**** 対象の文章

すると会話や食事がスムーズになったのはもちろん、口元がすっきりしたことで、顔つきも精悍(せいかん)になったのです。職員から「男前ですよ~」といわれ、気持ちも明るくなり、生活にハリが出てきました。
利用者がその人らしい生活を営むためには、単に職員が手厚く介護をするだけでなく、利用者のさまざまな状況を考慮して、本人も気づいていないような、心の奥にある気持ちを引き出すことが重要です。
そのためには、利用者が若い頃どんな生活をしていたのか、どんなことが好きでどんな人生を送ってきたのかを知ることがヒントになります。
老いによって、腰が曲がったり入れ歯になったりうまく歩けなくなったりと、利用者は若い頃の自分と比べて自信を失いがちです。その自信を再び取り戻してもらうためには、施設にいても自宅で暮らしていたときと同じように生活することが大切です。たとえば施設内で過ごすときも、服を着替えたり髪をとかしたりして身だしなみを整えます。すると、自然に気持ちにハリが生まれ、個室を出てほかの利用者とおしゃべりをしたり、アクティビティに参加したりするようになります。生活にメリハリが出て、個室への閉じこもりを防ぐことにもつながります。

********
**** 抽出データ

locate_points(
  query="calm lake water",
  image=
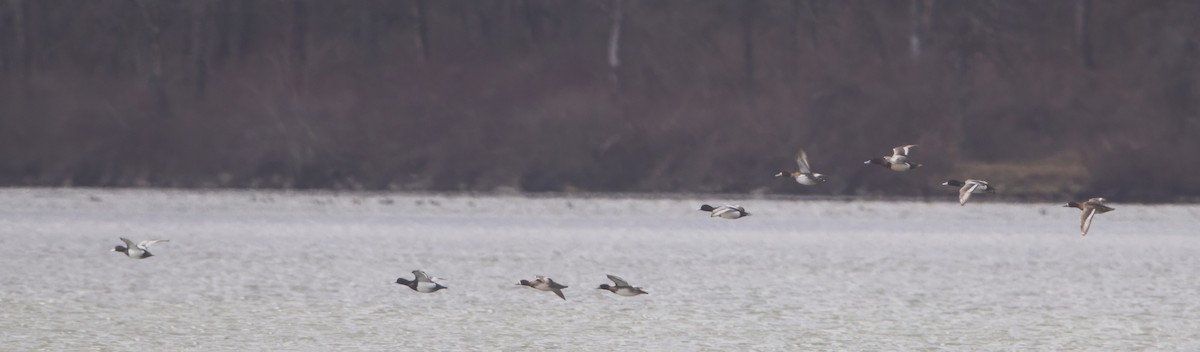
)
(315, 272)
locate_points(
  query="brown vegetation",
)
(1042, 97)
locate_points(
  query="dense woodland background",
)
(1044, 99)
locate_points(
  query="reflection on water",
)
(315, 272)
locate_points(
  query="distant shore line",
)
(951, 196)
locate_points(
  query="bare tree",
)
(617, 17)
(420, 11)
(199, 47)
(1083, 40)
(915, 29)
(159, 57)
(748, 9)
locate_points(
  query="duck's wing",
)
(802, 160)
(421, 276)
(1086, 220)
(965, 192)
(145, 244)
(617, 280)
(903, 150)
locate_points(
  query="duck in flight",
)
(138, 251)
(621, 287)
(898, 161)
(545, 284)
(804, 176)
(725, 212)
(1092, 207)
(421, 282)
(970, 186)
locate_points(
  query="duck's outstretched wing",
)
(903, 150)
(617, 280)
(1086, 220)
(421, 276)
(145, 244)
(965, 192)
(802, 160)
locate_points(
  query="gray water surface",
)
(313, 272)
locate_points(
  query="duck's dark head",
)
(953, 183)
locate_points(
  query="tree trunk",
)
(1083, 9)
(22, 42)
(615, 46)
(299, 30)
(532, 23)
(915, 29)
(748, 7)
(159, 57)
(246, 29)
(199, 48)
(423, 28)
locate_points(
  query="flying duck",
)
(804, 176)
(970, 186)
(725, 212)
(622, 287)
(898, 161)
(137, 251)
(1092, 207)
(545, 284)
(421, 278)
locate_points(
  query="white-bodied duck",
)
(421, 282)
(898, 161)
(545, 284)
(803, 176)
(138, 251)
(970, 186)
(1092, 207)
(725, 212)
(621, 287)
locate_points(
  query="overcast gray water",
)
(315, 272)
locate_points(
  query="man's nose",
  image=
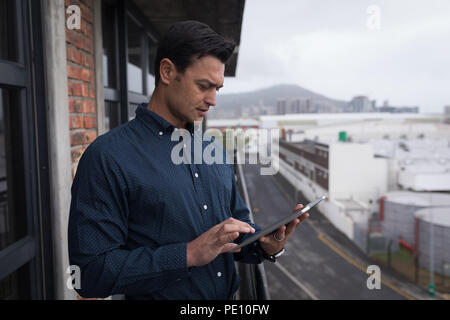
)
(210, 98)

********
**** 抽出データ

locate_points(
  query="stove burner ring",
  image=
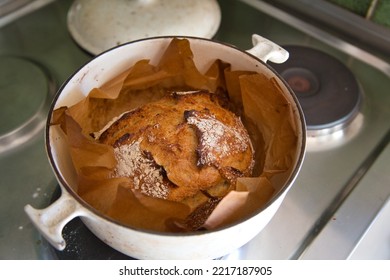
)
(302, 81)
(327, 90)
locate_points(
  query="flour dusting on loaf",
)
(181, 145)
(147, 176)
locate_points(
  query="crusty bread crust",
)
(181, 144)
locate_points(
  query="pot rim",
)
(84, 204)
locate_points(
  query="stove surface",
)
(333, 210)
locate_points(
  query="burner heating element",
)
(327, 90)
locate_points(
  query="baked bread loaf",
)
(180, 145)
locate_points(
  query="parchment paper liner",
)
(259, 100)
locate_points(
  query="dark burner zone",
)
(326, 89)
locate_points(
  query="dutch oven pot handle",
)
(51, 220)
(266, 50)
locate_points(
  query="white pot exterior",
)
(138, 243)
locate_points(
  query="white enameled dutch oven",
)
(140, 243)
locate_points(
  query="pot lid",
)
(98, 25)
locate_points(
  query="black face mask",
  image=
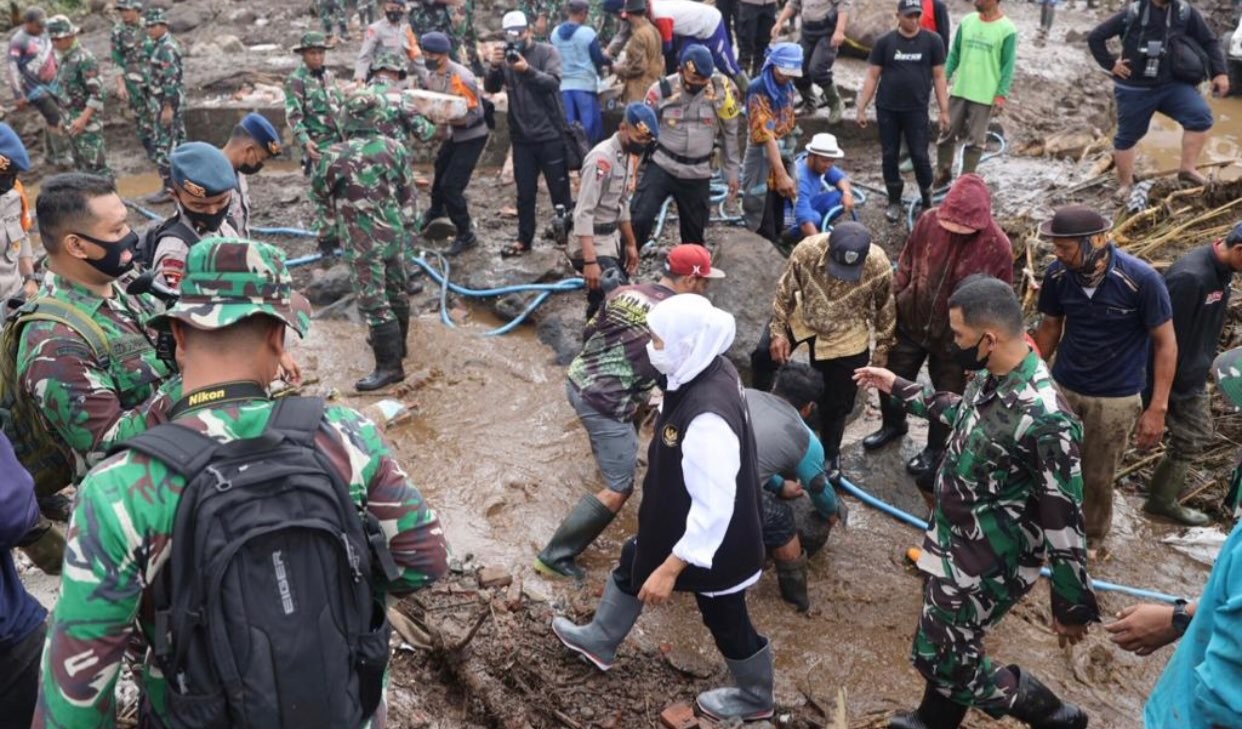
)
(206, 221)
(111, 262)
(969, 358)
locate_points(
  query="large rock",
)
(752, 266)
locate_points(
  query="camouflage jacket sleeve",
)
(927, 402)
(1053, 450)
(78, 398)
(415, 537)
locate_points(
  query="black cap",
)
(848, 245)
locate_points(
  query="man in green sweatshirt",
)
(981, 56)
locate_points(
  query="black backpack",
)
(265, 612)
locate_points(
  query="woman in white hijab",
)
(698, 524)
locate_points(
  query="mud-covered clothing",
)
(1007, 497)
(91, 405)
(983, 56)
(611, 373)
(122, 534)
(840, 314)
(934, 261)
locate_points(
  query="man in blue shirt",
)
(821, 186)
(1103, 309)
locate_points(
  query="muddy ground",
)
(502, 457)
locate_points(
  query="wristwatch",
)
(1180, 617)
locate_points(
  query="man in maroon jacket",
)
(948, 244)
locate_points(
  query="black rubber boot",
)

********

> 課題の内容: 介護についての文章を、「すると会話や食事がスムーズに」を含む箇所から「を防ぐことにもつながります。」まで、一字一句変えずに書き写してください。 項目はこの作業には関わりません。

> 正解:
すると会話や食事がスムーズになったのはもちろん、口元がすっきりしたことで、顔つきも精悍(せいかん)になったのです。職員から「男前ですよ~」といわれ、気持ちも明るくなり、生活にハリが出てきました。
利用者がその人らしい生活を営むためには、単に職員が手厚く介護をするだけでなく、利用者のさまざまな状況を考慮して、本人も気づいていないような、心の奥にある気持ちを引き出すことが重要です。
そのためには、利用者が若い頃どんな生活をしていたのか、どんなことが好きでどんな人生を送ってきたのかを知ることがヒントになります。
老いによって、腰が曲がったり入れ歯になったりうまく歩けなくなったりと、利用者は若い頃の自分と比べて自信を失いがちです。その自信を再び取り戻してもらうためには、施設にいても自宅で暮らしていたときと同じように生活することが大切です。たとえば施設内で過ごすときも、服を着替えたり髪をとかしたりして身だしなみを整えます。すると、自然に気持ちにハリが生まれ、個室を出てほかの利用者とおしゃべりをしたり、アクティビティに参加したりするようになります。生活にメリハリが出て、個室への閉じこもりを防ぐことにもつながります。